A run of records
..............................

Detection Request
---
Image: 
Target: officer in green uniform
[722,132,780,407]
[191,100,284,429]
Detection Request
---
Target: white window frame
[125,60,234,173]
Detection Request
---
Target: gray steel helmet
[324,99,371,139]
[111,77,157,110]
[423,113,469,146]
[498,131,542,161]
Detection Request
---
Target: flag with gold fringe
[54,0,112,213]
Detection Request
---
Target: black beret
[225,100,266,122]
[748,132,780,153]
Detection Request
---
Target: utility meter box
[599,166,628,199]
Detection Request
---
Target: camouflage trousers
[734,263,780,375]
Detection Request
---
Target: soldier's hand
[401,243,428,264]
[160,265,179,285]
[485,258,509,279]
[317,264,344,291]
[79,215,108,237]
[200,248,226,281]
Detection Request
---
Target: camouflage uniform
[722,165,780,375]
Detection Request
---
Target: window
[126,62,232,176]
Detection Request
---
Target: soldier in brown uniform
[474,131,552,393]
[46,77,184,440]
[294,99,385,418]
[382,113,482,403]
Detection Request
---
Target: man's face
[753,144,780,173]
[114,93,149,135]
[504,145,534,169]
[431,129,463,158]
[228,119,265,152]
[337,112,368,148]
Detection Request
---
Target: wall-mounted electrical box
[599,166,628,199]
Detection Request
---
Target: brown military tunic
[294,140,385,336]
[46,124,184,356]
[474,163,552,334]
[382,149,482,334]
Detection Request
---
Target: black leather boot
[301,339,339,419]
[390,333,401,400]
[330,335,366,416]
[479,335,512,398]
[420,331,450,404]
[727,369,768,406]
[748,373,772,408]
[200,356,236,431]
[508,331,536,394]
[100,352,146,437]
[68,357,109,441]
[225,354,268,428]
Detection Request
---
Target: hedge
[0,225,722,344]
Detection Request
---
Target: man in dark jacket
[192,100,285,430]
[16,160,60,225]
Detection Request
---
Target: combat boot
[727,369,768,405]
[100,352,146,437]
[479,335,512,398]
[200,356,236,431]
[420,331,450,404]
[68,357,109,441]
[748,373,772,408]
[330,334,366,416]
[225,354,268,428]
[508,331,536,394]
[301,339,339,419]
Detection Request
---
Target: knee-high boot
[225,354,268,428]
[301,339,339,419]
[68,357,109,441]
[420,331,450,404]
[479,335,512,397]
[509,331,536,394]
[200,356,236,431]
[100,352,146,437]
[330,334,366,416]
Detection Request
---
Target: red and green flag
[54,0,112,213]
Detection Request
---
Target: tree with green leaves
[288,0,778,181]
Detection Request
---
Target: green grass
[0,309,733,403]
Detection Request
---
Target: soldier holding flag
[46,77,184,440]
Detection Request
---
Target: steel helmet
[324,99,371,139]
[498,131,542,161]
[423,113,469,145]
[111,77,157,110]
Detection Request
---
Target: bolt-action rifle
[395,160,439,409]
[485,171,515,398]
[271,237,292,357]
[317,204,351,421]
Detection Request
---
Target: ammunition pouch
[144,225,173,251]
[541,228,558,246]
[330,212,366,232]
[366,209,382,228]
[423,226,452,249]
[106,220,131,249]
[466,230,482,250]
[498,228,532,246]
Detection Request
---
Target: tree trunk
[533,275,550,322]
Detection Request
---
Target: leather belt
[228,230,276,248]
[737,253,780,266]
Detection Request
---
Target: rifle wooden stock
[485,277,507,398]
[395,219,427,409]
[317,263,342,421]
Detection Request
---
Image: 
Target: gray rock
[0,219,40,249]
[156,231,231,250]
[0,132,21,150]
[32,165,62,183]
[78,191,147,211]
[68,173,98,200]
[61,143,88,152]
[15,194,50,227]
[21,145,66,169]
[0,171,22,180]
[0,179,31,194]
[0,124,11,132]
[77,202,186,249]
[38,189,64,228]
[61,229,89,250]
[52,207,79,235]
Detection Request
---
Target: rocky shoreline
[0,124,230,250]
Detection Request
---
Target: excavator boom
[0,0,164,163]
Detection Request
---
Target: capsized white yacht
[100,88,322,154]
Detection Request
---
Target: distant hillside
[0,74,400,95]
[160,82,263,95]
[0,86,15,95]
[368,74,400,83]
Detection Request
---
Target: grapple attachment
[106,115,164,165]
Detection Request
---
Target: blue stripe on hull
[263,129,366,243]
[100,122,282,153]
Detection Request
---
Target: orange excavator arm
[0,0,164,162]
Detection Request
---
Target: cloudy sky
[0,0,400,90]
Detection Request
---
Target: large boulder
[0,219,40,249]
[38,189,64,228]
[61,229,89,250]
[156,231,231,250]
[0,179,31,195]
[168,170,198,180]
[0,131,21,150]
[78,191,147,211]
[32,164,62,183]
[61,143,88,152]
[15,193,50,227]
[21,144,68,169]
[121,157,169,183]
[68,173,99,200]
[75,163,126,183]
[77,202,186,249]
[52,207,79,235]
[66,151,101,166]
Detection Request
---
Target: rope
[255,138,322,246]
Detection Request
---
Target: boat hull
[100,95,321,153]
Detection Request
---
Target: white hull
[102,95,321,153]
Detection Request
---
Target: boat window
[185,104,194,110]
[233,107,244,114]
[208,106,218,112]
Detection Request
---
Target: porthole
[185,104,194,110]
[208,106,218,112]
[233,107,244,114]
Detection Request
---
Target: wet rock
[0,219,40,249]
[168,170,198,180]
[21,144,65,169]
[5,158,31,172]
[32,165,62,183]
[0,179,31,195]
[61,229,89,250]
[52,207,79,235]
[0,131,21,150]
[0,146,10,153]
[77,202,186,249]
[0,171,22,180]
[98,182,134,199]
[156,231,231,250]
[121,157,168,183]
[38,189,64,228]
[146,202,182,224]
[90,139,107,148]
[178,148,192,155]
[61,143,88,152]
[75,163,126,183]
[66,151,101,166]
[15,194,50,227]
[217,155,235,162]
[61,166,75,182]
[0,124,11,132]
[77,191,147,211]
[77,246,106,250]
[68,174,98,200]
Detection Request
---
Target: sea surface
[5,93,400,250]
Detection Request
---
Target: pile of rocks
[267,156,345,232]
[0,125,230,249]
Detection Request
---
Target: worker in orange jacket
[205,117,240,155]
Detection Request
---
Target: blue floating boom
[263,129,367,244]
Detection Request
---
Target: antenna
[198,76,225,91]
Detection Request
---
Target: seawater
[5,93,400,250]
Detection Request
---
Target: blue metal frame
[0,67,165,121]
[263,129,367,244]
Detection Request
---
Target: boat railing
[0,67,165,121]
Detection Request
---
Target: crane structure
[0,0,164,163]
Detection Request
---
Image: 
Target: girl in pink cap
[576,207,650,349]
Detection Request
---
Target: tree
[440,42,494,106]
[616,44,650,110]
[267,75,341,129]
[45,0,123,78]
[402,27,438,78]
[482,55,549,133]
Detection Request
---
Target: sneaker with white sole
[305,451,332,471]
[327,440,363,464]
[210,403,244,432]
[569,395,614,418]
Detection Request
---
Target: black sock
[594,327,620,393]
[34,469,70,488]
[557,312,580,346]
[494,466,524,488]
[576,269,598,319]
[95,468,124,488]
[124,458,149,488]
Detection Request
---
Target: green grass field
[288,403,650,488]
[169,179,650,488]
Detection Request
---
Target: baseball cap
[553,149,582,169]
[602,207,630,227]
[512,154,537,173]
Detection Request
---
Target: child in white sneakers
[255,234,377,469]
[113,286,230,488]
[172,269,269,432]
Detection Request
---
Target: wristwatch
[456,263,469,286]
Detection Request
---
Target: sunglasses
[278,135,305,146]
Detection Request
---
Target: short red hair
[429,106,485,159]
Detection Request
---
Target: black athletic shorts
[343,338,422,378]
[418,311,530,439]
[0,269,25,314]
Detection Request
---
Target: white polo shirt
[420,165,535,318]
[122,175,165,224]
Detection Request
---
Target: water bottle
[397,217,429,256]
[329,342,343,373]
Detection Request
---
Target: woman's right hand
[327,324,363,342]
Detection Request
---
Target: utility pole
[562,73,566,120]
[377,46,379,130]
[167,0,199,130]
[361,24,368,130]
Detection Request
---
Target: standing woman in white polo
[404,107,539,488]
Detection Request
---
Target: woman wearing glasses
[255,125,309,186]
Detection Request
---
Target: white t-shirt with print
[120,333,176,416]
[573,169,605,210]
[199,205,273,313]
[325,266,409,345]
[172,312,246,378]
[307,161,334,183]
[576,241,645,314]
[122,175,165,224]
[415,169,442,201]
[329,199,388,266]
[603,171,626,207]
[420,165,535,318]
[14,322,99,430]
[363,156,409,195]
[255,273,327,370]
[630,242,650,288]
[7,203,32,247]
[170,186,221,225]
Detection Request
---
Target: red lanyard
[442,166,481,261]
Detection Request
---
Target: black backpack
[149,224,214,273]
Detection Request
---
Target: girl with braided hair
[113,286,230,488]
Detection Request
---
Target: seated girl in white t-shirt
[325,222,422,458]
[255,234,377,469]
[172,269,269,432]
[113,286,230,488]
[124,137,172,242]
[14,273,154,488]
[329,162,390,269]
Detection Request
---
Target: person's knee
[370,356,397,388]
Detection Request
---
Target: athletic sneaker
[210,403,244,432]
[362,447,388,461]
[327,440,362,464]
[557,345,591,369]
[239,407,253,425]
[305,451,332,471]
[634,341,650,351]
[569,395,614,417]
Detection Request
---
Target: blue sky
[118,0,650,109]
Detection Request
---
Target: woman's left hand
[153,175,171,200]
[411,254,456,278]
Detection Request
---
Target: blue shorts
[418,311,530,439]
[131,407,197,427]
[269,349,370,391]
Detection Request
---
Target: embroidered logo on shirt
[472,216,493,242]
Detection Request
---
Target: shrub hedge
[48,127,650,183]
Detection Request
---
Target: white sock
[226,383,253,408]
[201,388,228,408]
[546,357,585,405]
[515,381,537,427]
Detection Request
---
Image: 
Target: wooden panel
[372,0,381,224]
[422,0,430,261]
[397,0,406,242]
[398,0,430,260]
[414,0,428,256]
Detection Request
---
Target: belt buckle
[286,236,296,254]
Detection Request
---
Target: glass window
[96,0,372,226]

..............................

# [Objective]
From the data above, extract each line that contains the string "grass" and reproduce those lines without alteration.

# [Exercise result]
Target: green grass
Target: green grass field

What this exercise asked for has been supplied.